▶ _WHAT YOU SHOULD DO_:
Each entry below should be returned exactly as is, with the pictures removed.

(RECORDS)

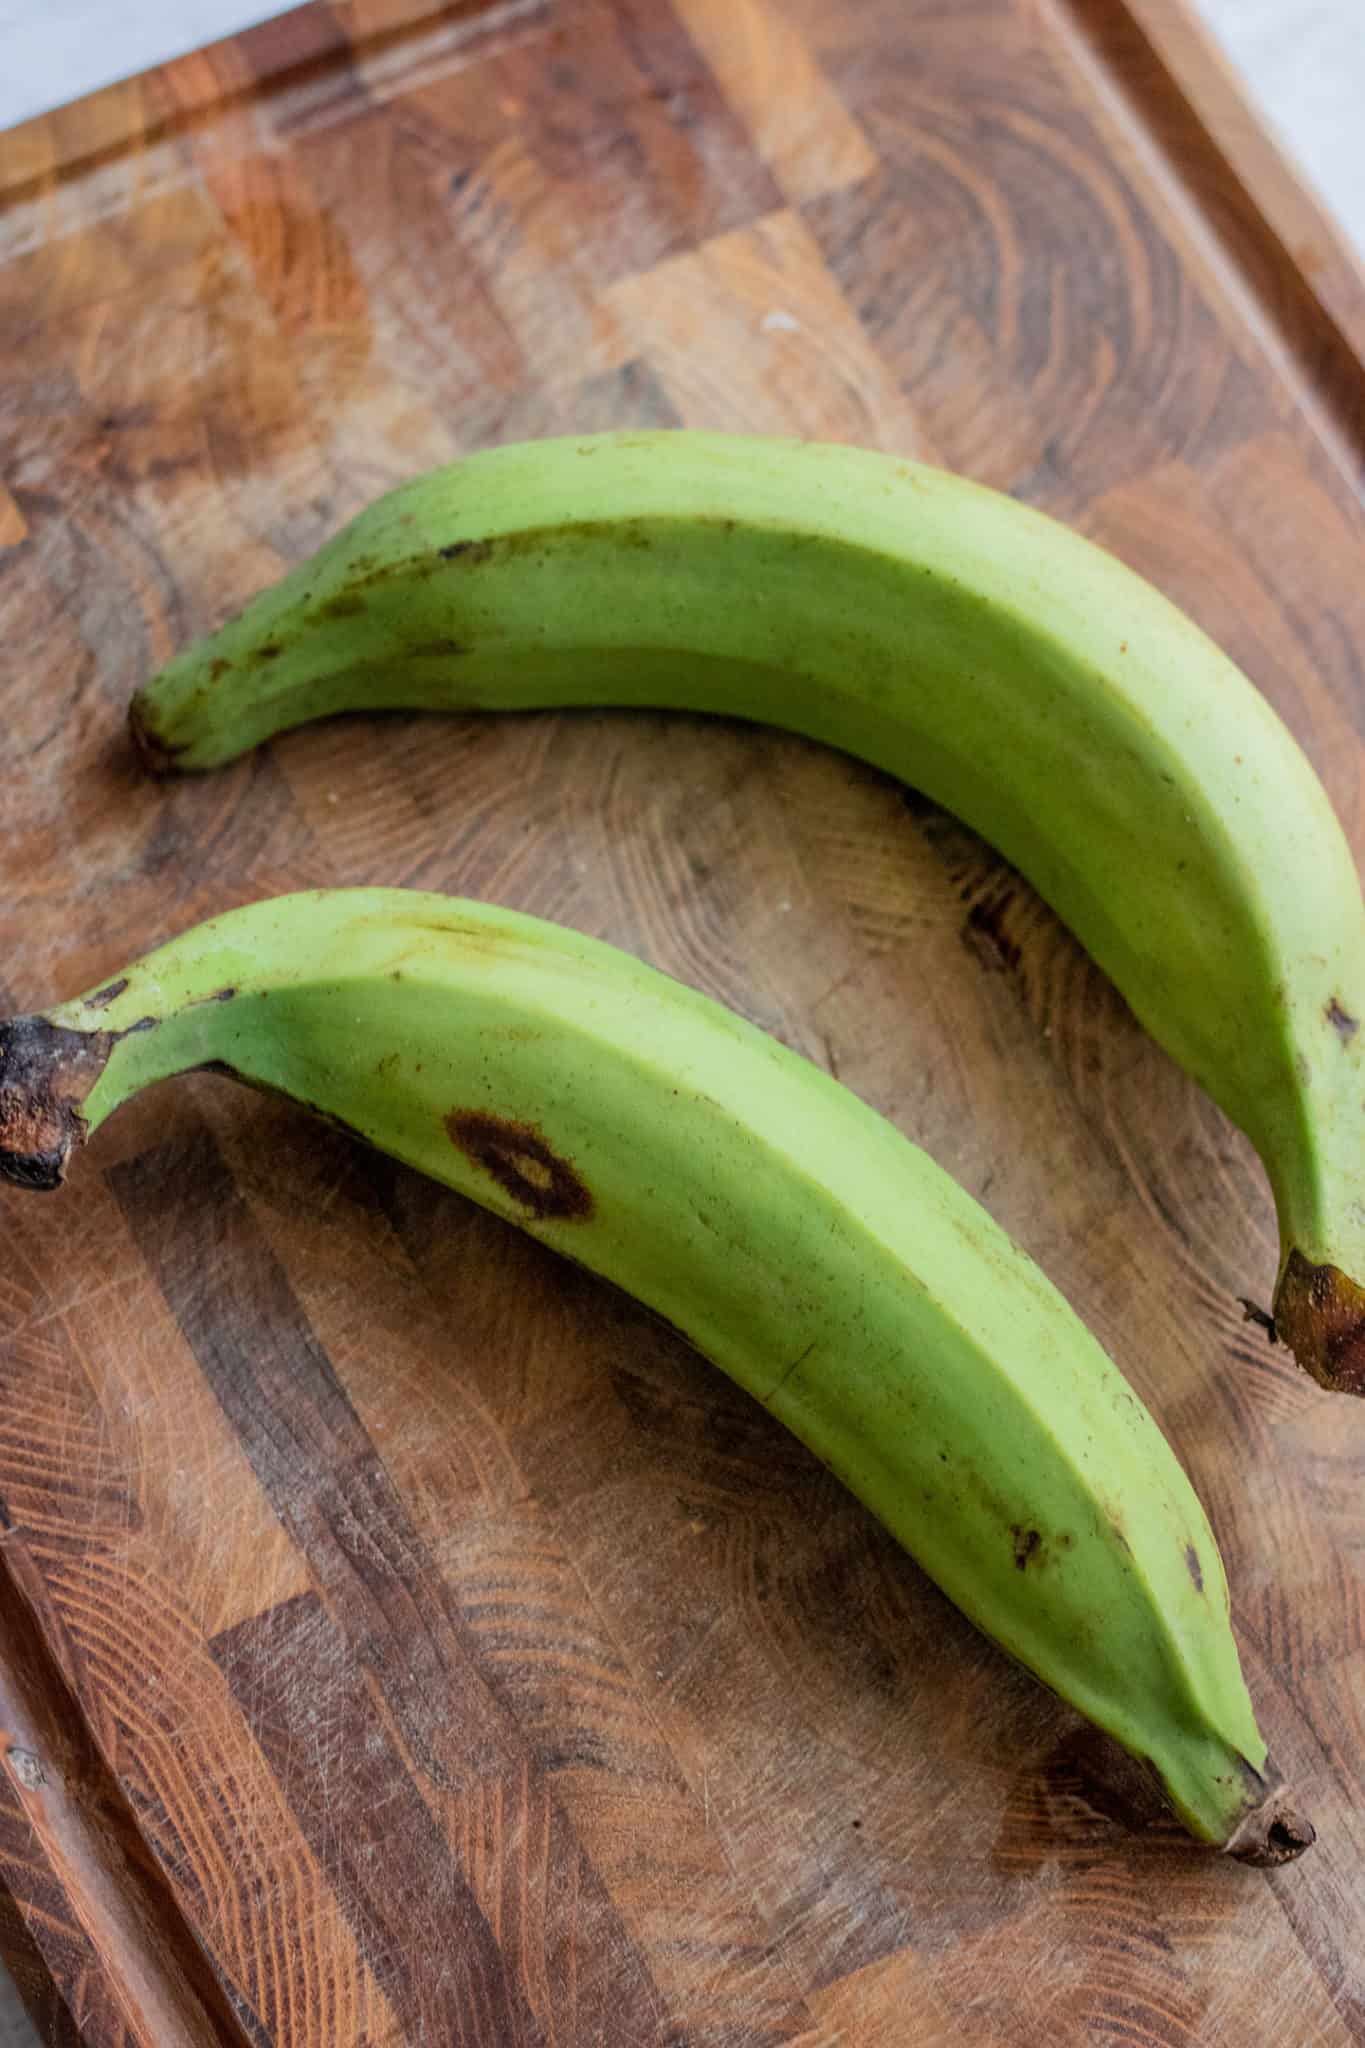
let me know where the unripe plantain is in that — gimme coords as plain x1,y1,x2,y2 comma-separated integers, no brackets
0,888,1312,1862
127,434,1365,1391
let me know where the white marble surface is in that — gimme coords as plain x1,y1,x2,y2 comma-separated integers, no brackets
0,1997,34,2047
0,1,1359,2041
0,0,282,130
1201,0,1365,255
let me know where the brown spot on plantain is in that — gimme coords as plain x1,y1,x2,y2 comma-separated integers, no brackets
1326,996,1358,1041
1185,1544,1204,1593
438,538,493,563
1273,1249,1365,1394
403,919,509,953
1012,1526,1042,1570
86,979,129,1011
447,1110,592,1222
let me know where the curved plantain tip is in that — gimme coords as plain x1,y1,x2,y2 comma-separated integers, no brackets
127,692,191,778
1225,1765,1316,1866
1273,1251,1365,1396
0,1016,110,1192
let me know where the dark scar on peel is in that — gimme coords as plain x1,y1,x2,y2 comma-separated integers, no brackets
1327,997,1359,1041
1012,1527,1042,1569
447,1110,592,1221
86,979,129,1010
1185,1544,1204,1593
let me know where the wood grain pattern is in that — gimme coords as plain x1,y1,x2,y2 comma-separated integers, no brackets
3,0,1365,2040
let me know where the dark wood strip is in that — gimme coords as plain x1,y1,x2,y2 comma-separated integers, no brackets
109,1124,672,2047
212,1590,542,2048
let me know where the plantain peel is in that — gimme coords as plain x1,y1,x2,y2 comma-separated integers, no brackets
0,888,1313,1862
124,433,1365,1389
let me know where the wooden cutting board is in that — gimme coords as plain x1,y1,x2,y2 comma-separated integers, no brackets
3,1,1365,2041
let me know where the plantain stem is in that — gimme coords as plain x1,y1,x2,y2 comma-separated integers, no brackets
1224,1772,1316,1867
0,1016,113,1190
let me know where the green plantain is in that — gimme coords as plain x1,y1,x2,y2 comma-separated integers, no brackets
0,887,1312,1861
127,433,1365,1391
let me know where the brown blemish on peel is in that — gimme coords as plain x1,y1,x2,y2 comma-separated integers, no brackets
321,592,367,619
1326,997,1358,1041
86,979,129,1011
438,538,493,563
256,643,283,661
1273,1249,1365,1395
409,639,466,659
1012,1526,1042,1570
405,919,508,952
209,656,232,682
1185,1544,1204,1593
447,1110,592,1221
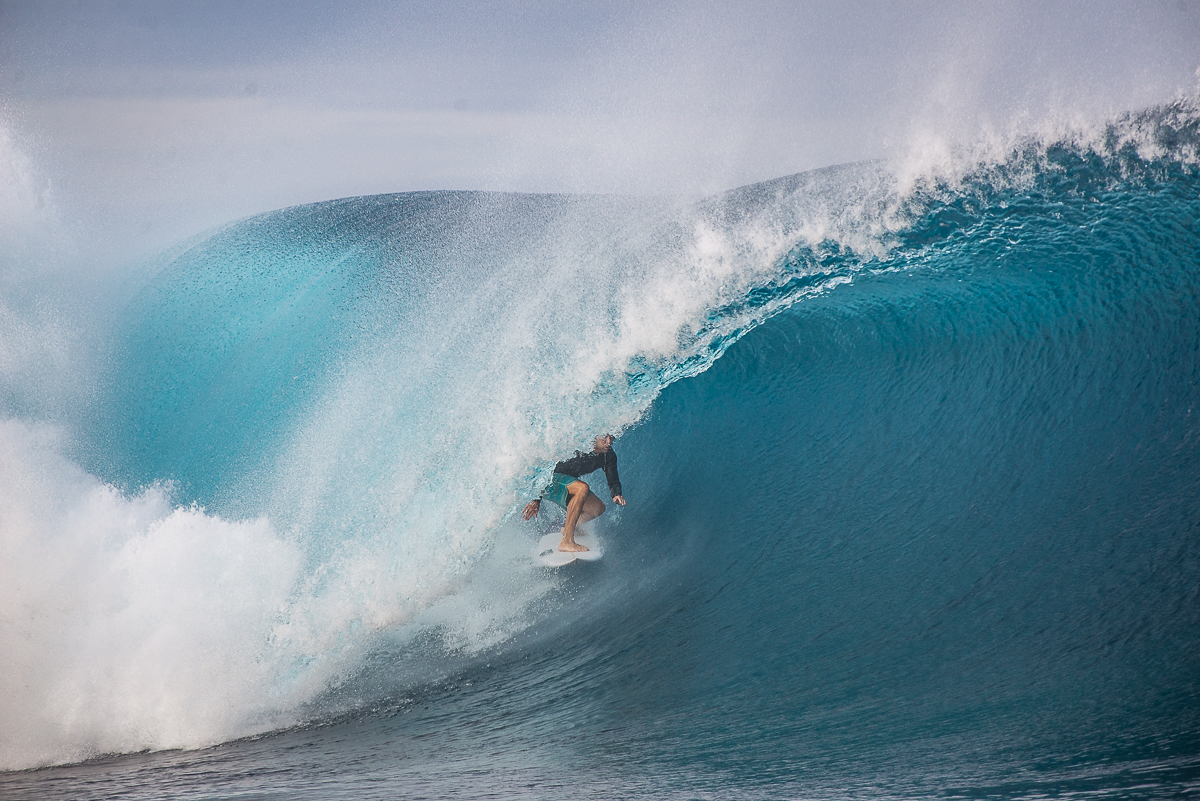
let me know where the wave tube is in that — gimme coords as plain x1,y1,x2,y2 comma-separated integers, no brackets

(End RECORDS)

▶ _RESULT_:
let me know where the unripe plantain is in that — gimme coords as plain x1,y1,x2,y2 comma-separated integers, no brackets
0,888,1312,1862
127,434,1365,1391
let me know where the white marble surface is in that — gimme coords as plain x1,y1,x2,y2 comma-separated integers, no brackets
0,1997,34,2047
0,1,1359,2041
0,0,282,130
1201,0,1365,255
let me know where the brown spot on plantain is in that — gimme coords as plain x1,y1,x2,y2 comma-separated integers, no brackets
1326,996,1358,1041
1185,1544,1204,1593
438,538,493,563
1273,1249,1365,1394
403,919,509,953
1012,1526,1042,1570
86,979,129,1011
447,1110,592,1222
let me know where the curved plantain tip is in that — gimme coords as plain x1,y1,x2,y2 comma-separated integers, no brackets
127,692,191,778
1225,1765,1316,1866
1273,1251,1365,1396
0,1016,110,1192
let me know where the dark scar on peel is in that — gimme coords as plain x1,y1,x2,y2 comma-separated integers, no brackets
1327,997,1359,1041
1012,1527,1042,1569
447,1110,592,1221
86,979,129,1010
1185,1544,1204,1593
let me know where the wood grain pattern is in that — gimme coords as plain x1,y1,x2,y2 comma-separated integers, no brackets
3,0,1365,2040
let me know where the dark wood strip is in that — gimme coords as plain x1,y1,x2,y2 comma-separated integers, no brackets
109,1124,672,2047
212,1590,542,2048
let me know where the plantain peel is in that — gimme coords as plain x1,y1,x2,y2 comma-separated integers, no brackets
0,888,1313,1862
124,433,1365,1389
let me know where the wooden cutting board is in that — gimme coords as plain x1,y1,x2,y2 comma-separated integers, no brackets
3,1,1365,2041
let me know where the plantain stem is in that — gimme coords as plain x1,y1,x2,y2 comma-separated integers, no brackets
1224,1772,1316,1867
0,1016,113,1190
let me know where the green plantain is in that — gimme coords as plain x1,y1,x2,y2 comma-separated integers, no brackets
0,887,1312,1861
127,433,1365,1391
let me know where the brown blemish on peel is in that — gimme coords as plain x1,y1,x2,y2 comma-separated integers, no brackets
321,592,367,619
1326,997,1358,1041
86,979,129,1011
438,538,493,563
256,643,283,661
1273,1249,1365,1395
409,639,466,659
1012,1526,1042,1570
405,919,508,952
209,656,232,682
1185,1544,1204,1593
447,1110,592,1221
let me know where the wave tube is in that — gimme coords as plain x1,y1,x2,y2 comma-separated integers, no brackets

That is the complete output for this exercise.